* _DIRECTION_
Copy every one of the lines below word for word, from the first to the last, and leave the pictures out.

____

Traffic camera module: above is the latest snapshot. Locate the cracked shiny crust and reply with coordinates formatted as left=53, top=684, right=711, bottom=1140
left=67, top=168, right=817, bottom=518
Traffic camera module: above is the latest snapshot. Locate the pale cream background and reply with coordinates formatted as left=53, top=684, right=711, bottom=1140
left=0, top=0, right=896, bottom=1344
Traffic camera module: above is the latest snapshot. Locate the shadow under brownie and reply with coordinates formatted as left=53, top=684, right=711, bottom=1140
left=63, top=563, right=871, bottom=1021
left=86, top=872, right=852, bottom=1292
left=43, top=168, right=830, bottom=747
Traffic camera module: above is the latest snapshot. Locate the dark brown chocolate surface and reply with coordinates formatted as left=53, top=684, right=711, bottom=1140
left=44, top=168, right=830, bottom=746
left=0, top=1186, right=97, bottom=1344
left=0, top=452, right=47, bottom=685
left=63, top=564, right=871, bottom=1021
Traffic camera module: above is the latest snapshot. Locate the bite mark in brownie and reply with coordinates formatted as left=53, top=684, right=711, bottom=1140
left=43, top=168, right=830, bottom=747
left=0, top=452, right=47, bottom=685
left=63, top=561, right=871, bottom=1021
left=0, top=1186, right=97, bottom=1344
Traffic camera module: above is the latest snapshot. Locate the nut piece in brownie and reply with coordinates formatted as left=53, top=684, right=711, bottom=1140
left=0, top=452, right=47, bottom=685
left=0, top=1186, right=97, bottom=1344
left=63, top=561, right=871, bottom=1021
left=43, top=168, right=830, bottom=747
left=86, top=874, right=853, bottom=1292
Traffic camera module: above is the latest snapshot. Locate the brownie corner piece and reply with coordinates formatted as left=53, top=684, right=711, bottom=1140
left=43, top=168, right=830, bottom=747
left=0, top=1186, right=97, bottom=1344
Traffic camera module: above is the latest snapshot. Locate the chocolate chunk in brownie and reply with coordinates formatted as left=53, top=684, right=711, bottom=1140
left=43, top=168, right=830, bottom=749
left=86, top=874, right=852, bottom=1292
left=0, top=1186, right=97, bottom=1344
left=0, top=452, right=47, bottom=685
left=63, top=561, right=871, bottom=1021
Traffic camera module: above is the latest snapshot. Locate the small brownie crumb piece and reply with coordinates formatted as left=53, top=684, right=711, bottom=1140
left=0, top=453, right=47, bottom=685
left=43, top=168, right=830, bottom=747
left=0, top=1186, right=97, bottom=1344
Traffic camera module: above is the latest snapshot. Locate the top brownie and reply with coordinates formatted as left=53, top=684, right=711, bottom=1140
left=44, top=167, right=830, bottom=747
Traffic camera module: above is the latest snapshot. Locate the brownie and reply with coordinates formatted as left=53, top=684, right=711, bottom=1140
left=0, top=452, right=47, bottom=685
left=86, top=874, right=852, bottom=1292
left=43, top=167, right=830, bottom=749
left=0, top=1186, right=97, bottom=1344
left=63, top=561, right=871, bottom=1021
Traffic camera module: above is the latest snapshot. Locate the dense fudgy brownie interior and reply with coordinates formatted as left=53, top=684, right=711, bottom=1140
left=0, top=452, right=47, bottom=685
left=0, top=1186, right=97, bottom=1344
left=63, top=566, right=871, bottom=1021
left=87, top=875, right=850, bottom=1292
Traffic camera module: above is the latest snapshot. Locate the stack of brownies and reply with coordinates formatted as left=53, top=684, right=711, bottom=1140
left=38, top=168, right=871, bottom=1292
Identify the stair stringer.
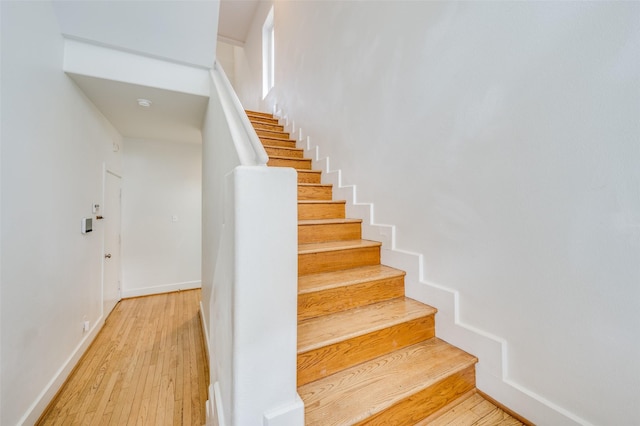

____

* _SOLUTION TO THIS PROBLEM_
Traffic camera module: above is the latest snapshot. Locate the cracked shiny crust and reply with coordinates formatted as left=53, top=684, right=711, bottom=1140
left=67, top=168, right=817, bottom=518
Traffic camera module: above is the latest snapshot. Locate the pale cream background and reply with coordinates formatted as left=53, top=684, right=711, bottom=1140
left=0, top=0, right=896, bottom=1344
Traffic camera module: above is the latest snapshot. Locate the shadow under brownie and reply with coordinates formatted as left=53, top=684, right=711, bottom=1140
left=63, top=563, right=871, bottom=1021
left=86, top=872, right=852, bottom=1292
left=43, top=168, right=830, bottom=747
Traffic camera module: above is the latest snapshot. Locate the dark brown chocolate surface and reply with coordinates formatted as left=53, top=684, right=711, bottom=1140
left=44, top=168, right=830, bottom=746
left=0, top=1186, right=97, bottom=1344
left=0, top=452, right=47, bottom=685
left=63, top=564, right=871, bottom=1021
Traffic camera module: above is the latest snapshot. Locate the bite mark in brownie and reply with coordinates formatted as left=53, top=684, right=711, bottom=1140
left=43, top=168, right=830, bottom=747
left=0, top=452, right=47, bottom=685
left=63, top=561, right=871, bottom=1021
left=0, top=1186, right=97, bottom=1344
Traffic camera module: above is the latest snapshot. Locate the nut piece in brownie and reply with coordinates formatted as left=53, top=684, right=711, bottom=1140
left=0, top=452, right=47, bottom=685
left=0, top=1186, right=97, bottom=1344
left=63, top=561, right=871, bottom=1021
left=43, top=168, right=830, bottom=747
left=86, top=874, right=853, bottom=1292
Traffic camera module: above is the latest snapshot. Locate the brownie corner piece and reply with coordinates formatted as left=53, top=684, right=711, bottom=1140
left=43, top=168, right=830, bottom=747
left=0, top=1186, right=97, bottom=1344
Traffic camera module: above is the latest snapshot. Locate the chocolate chunk in brownie and reply with coordinates formatted as left=53, top=684, right=711, bottom=1140
left=43, top=168, right=830, bottom=749
left=86, top=874, right=852, bottom=1292
left=0, top=1186, right=97, bottom=1344
left=0, top=452, right=47, bottom=685
left=63, top=561, right=871, bottom=1021
Traffic camera module: above is the latest snapshot. Locate the small brownie crumb piece and reply with coordinates formatted as left=53, top=684, right=711, bottom=1140
left=0, top=453, right=47, bottom=685
left=43, top=168, right=830, bottom=747
left=0, top=1186, right=97, bottom=1344
Traffic camera module: above is the latest snapshot. Locate the top brownie and reply with coordinates formatted as left=53, top=684, right=711, bottom=1140
left=44, top=167, right=830, bottom=747
Traffic camera module: above is the latest snapshot. Locate the brownie and reply with coordinates formatted as left=53, top=684, right=711, bottom=1140
left=0, top=452, right=47, bottom=685
left=86, top=874, right=852, bottom=1292
left=43, top=167, right=830, bottom=749
left=0, top=1186, right=97, bottom=1344
left=63, top=561, right=871, bottom=1021
Traffic camera module: above is the latest snapshot. Locate the dense fudgy brownie interior and reply with coordinates formatted as left=53, top=684, right=711, bottom=1140
left=0, top=452, right=47, bottom=685
left=0, top=1186, right=97, bottom=1344
left=63, top=566, right=871, bottom=1021
left=87, top=875, right=850, bottom=1292
Traffic camera module: above is the latest snapshot. Locate the stack of brownies and reply with coordinates formatted as left=53, top=684, right=711, bottom=1140
left=38, top=168, right=871, bottom=1292
Identify the stair stringer.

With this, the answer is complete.